### YOUR TASK
Send every record back word for word.

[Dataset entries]
-------
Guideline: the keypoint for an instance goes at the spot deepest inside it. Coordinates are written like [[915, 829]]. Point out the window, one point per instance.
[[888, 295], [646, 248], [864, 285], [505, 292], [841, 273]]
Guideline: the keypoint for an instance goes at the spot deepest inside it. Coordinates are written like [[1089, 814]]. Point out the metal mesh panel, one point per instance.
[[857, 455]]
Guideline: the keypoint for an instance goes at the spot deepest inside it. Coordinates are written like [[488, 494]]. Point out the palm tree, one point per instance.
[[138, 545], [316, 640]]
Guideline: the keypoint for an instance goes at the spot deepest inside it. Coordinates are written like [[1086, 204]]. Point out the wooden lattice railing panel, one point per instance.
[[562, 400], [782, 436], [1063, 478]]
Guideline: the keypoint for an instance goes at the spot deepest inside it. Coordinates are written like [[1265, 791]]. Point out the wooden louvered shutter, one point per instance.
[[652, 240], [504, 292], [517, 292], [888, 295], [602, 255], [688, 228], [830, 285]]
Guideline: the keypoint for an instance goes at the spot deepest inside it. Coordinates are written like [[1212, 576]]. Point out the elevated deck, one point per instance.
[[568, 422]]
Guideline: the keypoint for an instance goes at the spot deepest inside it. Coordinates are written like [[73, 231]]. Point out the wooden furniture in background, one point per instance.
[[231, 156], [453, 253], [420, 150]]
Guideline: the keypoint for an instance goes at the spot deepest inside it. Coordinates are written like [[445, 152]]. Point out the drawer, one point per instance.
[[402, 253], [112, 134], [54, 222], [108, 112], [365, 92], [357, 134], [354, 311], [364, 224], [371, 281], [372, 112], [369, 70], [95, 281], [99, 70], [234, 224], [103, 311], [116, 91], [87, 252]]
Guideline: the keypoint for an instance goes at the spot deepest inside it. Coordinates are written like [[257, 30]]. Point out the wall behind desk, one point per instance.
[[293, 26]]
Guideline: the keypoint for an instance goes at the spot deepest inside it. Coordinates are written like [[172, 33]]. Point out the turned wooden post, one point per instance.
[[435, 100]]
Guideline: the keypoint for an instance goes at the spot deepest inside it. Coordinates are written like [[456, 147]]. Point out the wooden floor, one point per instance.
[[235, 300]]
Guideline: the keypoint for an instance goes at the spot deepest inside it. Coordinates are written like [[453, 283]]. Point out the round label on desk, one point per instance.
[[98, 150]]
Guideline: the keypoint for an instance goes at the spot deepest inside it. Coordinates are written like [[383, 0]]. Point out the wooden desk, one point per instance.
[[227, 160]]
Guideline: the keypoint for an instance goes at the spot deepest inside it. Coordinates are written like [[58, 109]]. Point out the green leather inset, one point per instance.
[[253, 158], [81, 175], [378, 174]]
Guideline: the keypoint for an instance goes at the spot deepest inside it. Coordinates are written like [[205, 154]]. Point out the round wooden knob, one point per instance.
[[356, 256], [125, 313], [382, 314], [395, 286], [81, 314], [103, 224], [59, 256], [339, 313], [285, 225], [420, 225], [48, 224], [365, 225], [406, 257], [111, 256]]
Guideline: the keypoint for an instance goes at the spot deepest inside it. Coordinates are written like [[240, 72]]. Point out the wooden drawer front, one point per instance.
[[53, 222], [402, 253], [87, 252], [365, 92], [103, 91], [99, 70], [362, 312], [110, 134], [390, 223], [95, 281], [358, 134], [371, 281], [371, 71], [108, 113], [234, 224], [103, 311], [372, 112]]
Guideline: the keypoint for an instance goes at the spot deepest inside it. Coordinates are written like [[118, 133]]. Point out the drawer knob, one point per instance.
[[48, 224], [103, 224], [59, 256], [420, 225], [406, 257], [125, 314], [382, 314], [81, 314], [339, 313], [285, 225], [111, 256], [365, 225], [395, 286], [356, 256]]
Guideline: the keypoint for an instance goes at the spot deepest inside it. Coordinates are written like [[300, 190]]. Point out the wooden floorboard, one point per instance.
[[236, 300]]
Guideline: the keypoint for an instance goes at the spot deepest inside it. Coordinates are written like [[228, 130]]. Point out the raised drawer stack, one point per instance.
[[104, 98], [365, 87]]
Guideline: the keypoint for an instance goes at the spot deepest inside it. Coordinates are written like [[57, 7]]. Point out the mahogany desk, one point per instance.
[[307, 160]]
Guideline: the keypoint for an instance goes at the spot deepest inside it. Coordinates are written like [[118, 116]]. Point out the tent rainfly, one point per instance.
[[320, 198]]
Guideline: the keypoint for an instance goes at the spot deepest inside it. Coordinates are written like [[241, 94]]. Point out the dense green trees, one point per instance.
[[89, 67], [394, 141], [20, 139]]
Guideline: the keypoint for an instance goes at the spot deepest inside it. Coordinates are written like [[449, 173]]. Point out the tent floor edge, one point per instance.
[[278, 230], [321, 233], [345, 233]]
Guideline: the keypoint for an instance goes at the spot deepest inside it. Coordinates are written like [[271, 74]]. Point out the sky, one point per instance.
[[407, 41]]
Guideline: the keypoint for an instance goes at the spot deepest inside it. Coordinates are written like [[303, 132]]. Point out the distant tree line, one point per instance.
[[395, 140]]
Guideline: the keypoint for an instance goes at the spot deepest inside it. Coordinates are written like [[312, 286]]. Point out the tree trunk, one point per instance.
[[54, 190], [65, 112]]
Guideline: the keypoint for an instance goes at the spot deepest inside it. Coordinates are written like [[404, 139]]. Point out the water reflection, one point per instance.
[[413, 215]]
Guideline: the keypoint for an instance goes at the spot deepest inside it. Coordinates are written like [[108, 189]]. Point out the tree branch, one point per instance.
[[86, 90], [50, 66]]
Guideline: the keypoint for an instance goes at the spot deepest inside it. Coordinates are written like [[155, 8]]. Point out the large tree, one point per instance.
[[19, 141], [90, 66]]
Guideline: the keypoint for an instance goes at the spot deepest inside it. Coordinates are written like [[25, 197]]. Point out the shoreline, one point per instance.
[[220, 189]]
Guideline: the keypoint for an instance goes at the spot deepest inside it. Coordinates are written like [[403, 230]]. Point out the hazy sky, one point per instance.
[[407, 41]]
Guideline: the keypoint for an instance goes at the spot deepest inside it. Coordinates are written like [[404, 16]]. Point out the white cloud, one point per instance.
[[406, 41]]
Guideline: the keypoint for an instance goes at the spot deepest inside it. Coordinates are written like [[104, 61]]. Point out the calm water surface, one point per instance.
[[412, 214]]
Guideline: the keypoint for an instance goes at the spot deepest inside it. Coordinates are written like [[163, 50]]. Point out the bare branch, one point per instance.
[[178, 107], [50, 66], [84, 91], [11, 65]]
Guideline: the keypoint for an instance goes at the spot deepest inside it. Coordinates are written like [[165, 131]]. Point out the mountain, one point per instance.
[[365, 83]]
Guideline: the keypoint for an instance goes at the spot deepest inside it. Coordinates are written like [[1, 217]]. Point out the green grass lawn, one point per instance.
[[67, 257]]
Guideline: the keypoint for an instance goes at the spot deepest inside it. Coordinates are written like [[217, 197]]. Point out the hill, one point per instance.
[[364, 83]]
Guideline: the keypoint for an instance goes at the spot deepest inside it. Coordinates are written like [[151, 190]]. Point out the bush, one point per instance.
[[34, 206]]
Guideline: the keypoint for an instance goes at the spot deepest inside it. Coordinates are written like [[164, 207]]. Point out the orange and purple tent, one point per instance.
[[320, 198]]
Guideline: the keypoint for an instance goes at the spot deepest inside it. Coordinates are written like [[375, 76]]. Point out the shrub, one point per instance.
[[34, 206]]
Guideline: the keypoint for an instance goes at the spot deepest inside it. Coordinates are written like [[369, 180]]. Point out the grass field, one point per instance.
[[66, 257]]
-------
### EXERCISE ANSWER
Guideline: the keypoint for an instance goes at the spot deepest inside it. Coordinates are written like [[915, 829]]. Point out the window, one point per instance.
[[888, 295], [646, 248], [864, 285], [505, 292], [841, 273]]
Guideline: the keypoint for an instance goes at the spot deepest inside it. Coordinates are written like [[1089, 814]]. Point out the metal mesh panel, one point per instance.
[[857, 455]]
Guideline: the keypoint for an instance goes at the spot deepest inside it. Coordinates are written like [[488, 494]]. Point out the palm tree, one point per instance.
[[138, 545], [316, 640]]
Guideline: the keypoint for an instance goes at the spot deepest inside it. Coordinates are written like [[1086, 204]]. Point out the wooden lattice railing panel, one point per instance.
[[562, 400], [782, 436], [1063, 478]]
Guideline: the keypoint for an instance goes at the spot deepest inside it. Coordinates are written like [[1265, 791]]. Point out the wooden louvered shutter, one point per instance.
[[652, 240], [504, 292], [517, 292], [888, 295], [602, 255], [688, 228], [830, 285]]
Guideline: the keypoint for an instance goes at the spot deepest inside it. Coordinates are written like [[1212, 576]]. Point out the elevated deck, one point per instance.
[[568, 422]]
Guideline: the keypoint for an instance goes at the spot deepest inside it. Coordinates are written like [[73, 231]]. Point out the wooden furniture in background, one point per instance.
[[231, 156], [453, 253], [420, 150]]
Guideline: the keypoint for an instance goes at the spot deepest inside it. Coordinates are written like [[445, 152]]. Point out the drawer, one point per instance.
[[402, 253], [112, 134], [54, 222], [108, 112], [365, 92], [357, 134], [354, 311], [364, 224], [371, 281], [372, 112], [369, 70], [95, 281], [99, 70], [234, 224], [103, 311], [116, 91], [87, 252]]
Guideline: the keypoint for an instance goes at the spot deepest inside it. Coordinates are written like [[257, 30]]. Point out the wall behind desk, one point per instance.
[[293, 26]]
Guideline: the keypoint for an instance goes at the spot deepest inside it. Coordinates are written like [[172, 33]]. Point out the turned wooden post, one point per instance.
[[435, 100]]
Guideline: the keypoint for an instance goes at the spot deepest inside it. Coordinates are written like [[456, 147]]. Point out the wooden floor, one point per instance.
[[235, 300]]
Guideline: the keypoint for an instance goes at the spot deepest inside it. Coordinates are written like [[453, 283]]. Point out the round label on desk, one point per instance.
[[98, 150]]
Guideline: the keypoint for an instance goes at the spot deepest inside it. Coordinates are written like [[383, 0]]. Point out the wooden desk, one point per instance.
[[227, 160]]
Guideline: the keypoint for an instance goes at the spot deepest inside it. Coordinates are written like [[58, 109]]. Point out the green leather inset, one point per instance.
[[253, 158], [81, 175], [378, 174]]
Guideline: the keypoint for an instance goes at the spot deepest inside it. Coordinates are written like [[205, 154]]. Point out the round wooden knob, one point per instance.
[[356, 256], [125, 313], [382, 314], [395, 286], [81, 314], [103, 224], [59, 256], [339, 313], [285, 225], [420, 225], [48, 224], [365, 225], [406, 257], [111, 256]]
Guideline: the keypoint for an instance goes at the spot deepest inside it. Coordinates are written like [[240, 72]]. Point out the wooden drawer front, one point per instance.
[[53, 222], [402, 253], [87, 252], [365, 92], [103, 91], [99, 70], [362, 312], [110, 134], [390, 223], [95, 281], [358, 134], [371, 281], [371, 71], [108, 113], [234, 224], [103, 311], [372, 112]]
Guideline: the keypoint for an instance goes at the spot deepest inside it. Coordinates are written like [[118, 133]]. Point out the drawer knob, one point per instance.
[[48, 224], [103, 224], [59, 256], [420, 225], [406, 257], [125, 314], [382, 314], [81, 314], [339, 313], [285, 225], [111, 256], [365, 225], [395, 286], [356, 256]]
Guideline: the keypoint for an instance goes at the spot deepest inside it. Coordinates are written like [[300, 190]]. Point out the wooden floorboard, one point per instance.
[[236, 300]]
Guideline: the keypoint for an instance goes at the spot deepest inside it. Coordinates are written like [[228, 130]]. Point out the raised drawer stack, one point per instance.
[[104, 98], [365, 87]]
Guideline: the keypoint for an instance goes at the spot deepest inside it. Coordinates are written like [[57, 7]]. Point out the mahogany desk, one point per instance.
[[307, 160]]
Guideline: the keypoint for an instance goes at the spot deepest inside it. Coordinates are written like [[118, 116]]. Point out the tent rainfly, one point per instance.
[[320, 198]]
Guideline: the keypoint for an instance goes at the spot deepest inside it. Coordinates are written like [[241, 94]]. Point out the dense green trees, one point per instance.
[[89, 67], [394, 141], [20, 139]]
Guideline: the keypoint for an instance goes at the spot deepest inside it. Coordinates are written like [[449, 173]]. Point out the tent floor edge, one point per instance.
[[278, 230], [321, 233], [345, 233]]
Guideline: the keypoint for an instance goes at the spot deepest inside it. Coordinates are written like [[271, 74]]. Point out the sky, one point per instance.
[[407, 41]]
Guideline: the keypoint for an instance goes at the spot deepest inside it. Coordinates are written like [[303, 132]]. Point out the distant tree line, one point per instance.
[[395, 140]]
Guideline: the keypoint for an instance goes at the spot deepest inside it. Coordinates are written like [[312, 286]]. Point out the tree trunk, one point per instance.
[[54, 190], [65, 112]]
Guideline: the keypoint for an instance goes at the spot deepest inside it. Coordinates are written like [[404, 139]]. Point out the water reflection, one point per instance.
[[413, 215]]
Guideline: the keypoint for an instance goes at the spot deepest inside it. Coordinates are written like [[108, 189]]. Point out the tree branch, one point per instance.
[[86, 90], [50, 66]]
Guideline: the keypoint for an instance goes at the spot deepest inside it. Coordinates are written like [[155, 8]]. Point out the large tree, one point per instance.
[[19, 141], [90, 66]]
Guideline: the keypoint for an instance goes at the spot deepest inside it. Coordinates are written like [[25, 197]]. Point out the shoreline, one point per instance.
[[220, 189]]
Guideline: the keypoint for an instance goes at the spot deepest inside it. Coordinates are written like [[403, 230]]. Point out the hazy sky, one point per instance.
[[407, 41]]
Guideline: the keypoint for an instance goes at the spot deepest inside it. Coordinates are written like [[404, 16]]. Point out the white cloud, one point per instance.
[[406, 41]]
Guideline: the keypoint for an instance goes at the spot deepest inside it. Coordinates are written like [[104, 61]]. Point out the calm water surface, one point per instance.
[[412, 214]]
Guideline: the keypoint for an instance goes at the spot deepest inside it. Coordinates are written like [[163, 50]]. Point out the bare branch, one point per instance.
[[178, 107], [50, 66], [84, 91], [11, 65]]
Guideline: the keypoint for an instance goes at the spot deepest inside it. Coordinates are written like [[165, 131]]. Point out the mountain, one point per instance.
[[365, 83]]
Guideline: the keypoint for an instance goes at the spot deepest inside it. Coordinates are written like [[1, 217]]. Point out the green grass lawn, one point per instance.
[[67, 257]]
Guideline: the keypoint for an instance goes at the spot deepest inside it. Coordinates are written like [[217, 197]]. Point out the hill, one point per instance.
[[364, 83]]
Guideline: the keypoint for an instance goes at the spot deepest inside it. Coordinates are written like [[151, 190]]. Point out the bush, one point per instance.
[[34, 206]]
Guideline: the keypoint for an instance goes at the spot deepest inside it. Coordinates are written like [[164, 207]]. Point out the orange and purple tent, one point per instance.
[[320, 198]]
Guideline: the keypoint for an instance goes at the spot deepest inside it. Coordinates are written like [[375, 76]]. Point out the shrub, one point per instance.
[[34, 206]]
Guideline: the keypoint for an instance goes at the spot deepest inside it. Coordinates are written like [[369, 180]]. Point out the grass field, one point per instance.
[[66, 257]]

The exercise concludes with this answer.